### READING TEXT
• Welcome to TechPowerUp Forums, Guest! Please check out our forum guidelines for info related to our community.

NVIDIA's Dominance Challenged as Largest AI Lab Adopts Google TPUs

AleksandarK

News Editor
Staff member
Joined
Aug 19, 2017
Messages
3,260 (1.13/day)
NVIDIA's AI hardware dominance is challenged as the world's leading AI lab, OpenAI, taps into Google TPU hardware, showing significant efforts to move away from single-vendor solutions. In June 2025, OpenAI began leasing Google Cloud's Tensor Processing Units to handle ChatGPT's increasing inference workload. This is the first time OpenAI has relied on non-NVIDIA chips in large-scale production. Until recently, NVIDIA GPUs powered both model training and inference for OpenAI's products. Training large language models on those cards remains costly, but it was a periodic process. Inference, by contrast, runs continuously and carries its own substantial expense. ChatGPT now serves more than 100 million daily active users, including 25 million paid subscribers. Inference operations account for nearly half of OpenAI's estimated $40 billion annual compute budget. Google's TPUs, like v6e "Trillium" provide a more cost-effective solution for steady-state inference, as they are designed specifically for high throughput and low latency.

Beyond cost savings, this decision reflects OpenAI's desire to reduce reliance on any single vendor. Microsoft Azure has been its primary cloud provider since early investments and collaborations. However, GPU supply shortages and price fluctuations exposed a weakness in relying too heavily on a single source. By adding Google Cloud to its infrastructure mix, OpenAI gains greater flexibility, avoids vendor lock-in, and can scale more smoothly during usage peaks. For Google, winning OpenAI as a TPU customer offers strong validation for its in-house chip development. TPUs were once reserved almost exclusively for internal projects such as powering the Gemini model. Now, they are attracting leading organizations like Apple and Anthropic. Note that, beyond v6e inference, Google also designs TPUs for training (yet-to-be-announced v6p), which means companies can scale their entire training runs on Google's infrastructure on demand.

### ENTRIES PROVIDED
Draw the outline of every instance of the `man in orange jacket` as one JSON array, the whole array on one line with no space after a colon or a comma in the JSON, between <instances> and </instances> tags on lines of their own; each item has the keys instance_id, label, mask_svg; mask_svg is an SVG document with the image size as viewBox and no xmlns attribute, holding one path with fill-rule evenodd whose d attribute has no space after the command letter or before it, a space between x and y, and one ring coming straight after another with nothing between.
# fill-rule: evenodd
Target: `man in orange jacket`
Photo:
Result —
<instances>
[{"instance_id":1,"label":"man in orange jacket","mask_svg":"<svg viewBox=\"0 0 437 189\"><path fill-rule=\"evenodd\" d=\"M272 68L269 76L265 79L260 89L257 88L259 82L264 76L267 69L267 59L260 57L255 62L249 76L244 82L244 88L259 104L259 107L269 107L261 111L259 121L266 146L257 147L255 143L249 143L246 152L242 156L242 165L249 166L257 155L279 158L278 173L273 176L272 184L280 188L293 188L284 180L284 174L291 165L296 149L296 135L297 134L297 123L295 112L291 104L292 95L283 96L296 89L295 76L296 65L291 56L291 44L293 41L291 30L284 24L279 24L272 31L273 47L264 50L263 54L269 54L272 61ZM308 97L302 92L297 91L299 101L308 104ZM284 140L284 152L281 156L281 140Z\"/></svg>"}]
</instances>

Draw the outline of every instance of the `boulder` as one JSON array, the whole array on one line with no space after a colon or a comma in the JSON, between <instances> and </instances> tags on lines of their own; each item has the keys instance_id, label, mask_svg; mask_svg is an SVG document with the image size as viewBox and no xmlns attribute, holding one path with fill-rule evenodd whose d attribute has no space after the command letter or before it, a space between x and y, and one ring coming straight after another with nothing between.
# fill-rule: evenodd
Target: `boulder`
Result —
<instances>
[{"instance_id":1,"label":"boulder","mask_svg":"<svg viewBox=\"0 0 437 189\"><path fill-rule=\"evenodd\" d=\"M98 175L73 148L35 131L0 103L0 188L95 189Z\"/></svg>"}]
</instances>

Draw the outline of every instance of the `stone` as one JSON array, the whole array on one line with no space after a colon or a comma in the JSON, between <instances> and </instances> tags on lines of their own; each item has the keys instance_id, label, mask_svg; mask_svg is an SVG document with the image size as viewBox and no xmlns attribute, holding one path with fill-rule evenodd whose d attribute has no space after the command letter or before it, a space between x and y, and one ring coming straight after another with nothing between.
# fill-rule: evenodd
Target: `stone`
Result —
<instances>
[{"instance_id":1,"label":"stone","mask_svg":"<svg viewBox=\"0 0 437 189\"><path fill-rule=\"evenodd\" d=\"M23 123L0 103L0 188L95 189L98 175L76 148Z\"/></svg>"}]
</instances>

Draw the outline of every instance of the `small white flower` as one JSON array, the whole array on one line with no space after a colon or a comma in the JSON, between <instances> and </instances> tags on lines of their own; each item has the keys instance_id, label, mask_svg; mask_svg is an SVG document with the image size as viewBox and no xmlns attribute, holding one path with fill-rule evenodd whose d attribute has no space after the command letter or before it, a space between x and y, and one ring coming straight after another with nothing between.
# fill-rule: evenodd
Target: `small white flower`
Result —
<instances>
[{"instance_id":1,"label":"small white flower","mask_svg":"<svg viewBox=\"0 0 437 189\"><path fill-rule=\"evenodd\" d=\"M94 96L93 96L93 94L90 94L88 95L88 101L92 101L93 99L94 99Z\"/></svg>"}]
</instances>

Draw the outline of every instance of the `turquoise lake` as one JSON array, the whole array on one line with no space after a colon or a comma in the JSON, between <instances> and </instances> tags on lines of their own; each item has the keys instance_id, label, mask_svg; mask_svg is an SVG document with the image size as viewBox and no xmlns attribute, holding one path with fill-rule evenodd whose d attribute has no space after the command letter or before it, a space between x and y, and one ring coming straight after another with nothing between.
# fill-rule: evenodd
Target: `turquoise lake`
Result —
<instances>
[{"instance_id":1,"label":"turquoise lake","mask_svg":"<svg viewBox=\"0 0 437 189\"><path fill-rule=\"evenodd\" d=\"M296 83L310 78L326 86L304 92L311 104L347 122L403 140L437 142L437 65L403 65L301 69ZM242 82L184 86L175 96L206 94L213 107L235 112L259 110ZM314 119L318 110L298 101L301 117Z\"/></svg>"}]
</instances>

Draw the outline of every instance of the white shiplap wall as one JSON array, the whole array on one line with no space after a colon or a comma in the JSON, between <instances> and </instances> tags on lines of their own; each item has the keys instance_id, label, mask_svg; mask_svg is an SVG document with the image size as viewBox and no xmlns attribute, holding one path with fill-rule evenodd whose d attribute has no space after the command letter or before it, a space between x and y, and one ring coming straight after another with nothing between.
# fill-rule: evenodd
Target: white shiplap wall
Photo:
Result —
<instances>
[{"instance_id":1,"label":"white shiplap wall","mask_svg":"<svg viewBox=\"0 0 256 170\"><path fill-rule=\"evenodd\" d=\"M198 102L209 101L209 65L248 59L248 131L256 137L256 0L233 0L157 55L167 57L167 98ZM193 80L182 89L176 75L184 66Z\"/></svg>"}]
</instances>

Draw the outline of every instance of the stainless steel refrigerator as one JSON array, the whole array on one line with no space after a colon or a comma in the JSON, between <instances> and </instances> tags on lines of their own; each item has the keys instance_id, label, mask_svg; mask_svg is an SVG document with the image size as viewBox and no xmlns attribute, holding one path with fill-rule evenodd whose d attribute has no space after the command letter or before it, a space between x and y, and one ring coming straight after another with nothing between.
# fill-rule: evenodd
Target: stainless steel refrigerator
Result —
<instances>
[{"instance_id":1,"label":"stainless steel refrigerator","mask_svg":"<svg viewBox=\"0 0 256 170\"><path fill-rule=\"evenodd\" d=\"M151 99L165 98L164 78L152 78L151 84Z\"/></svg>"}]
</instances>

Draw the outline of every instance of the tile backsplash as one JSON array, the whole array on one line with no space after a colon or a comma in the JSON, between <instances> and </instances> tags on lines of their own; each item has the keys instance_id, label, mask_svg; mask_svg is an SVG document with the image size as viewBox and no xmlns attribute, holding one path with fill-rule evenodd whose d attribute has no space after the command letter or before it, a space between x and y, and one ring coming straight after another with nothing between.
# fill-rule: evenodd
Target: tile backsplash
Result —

### INSTRUCTIONS
**1.** In the news post on OpenAI's use of Google TPUs, what share of OpenAI's estimated annual compute budget do inference operations take up?
**2.** Extend the news post on OpenAI's use of Google TPUs, picking up after its final sentence.

### WRITTEN ANSWERS
**1.** Nearly half of the estimated $40 billion budget.

**2.**
View at TechPowerUp Main Site | Source
 
Here's to hoping that Nvidia's monopoly falls as fast as it arose.
This is hard to happen. NVDA offers the best software stack, best resources for devs, best support, and most performant hardware. Until someone matches it, the monopoly remains, especially in AI training. Plus, Google doesn't have enough capacity internally and at TSMC to produce enough TPUs for everyone.
 
This is hard to happen. NVDA offers the best software stack, best resources for devs, best support, and most performant hardware. Until someone matches it, the monopoly remains, especially in AI training. Plus, Google doesn't have enough capacity internally and at TSMC to produce enough TPUs for everyone.
We definitely don't want any one company to make anything for everyone. That's what a monopoly is. Since we have over 100 years of data showing that monopolies lead to stagnation and stifling of innovation, a combination of things have to happen to finally get to a near monopoly free market in the technology world. We need larger fab capacity spread over three or more fab companies. We need IT buying agents to consider multiple vendors for all large-scale deployments by requiring them to find the best technological offering and not buddy-buddy buying. We need more open source and open standards to ensure that no one gets locked into proprietary technology. Finally, we need to allow workers the freedom to move to better and better jobs and not get locked in by anti-poaching rules and strict contracts. Companies that enable the best working conditions and salaries would be rewarded with the best results from our hard-working software and hardware developers.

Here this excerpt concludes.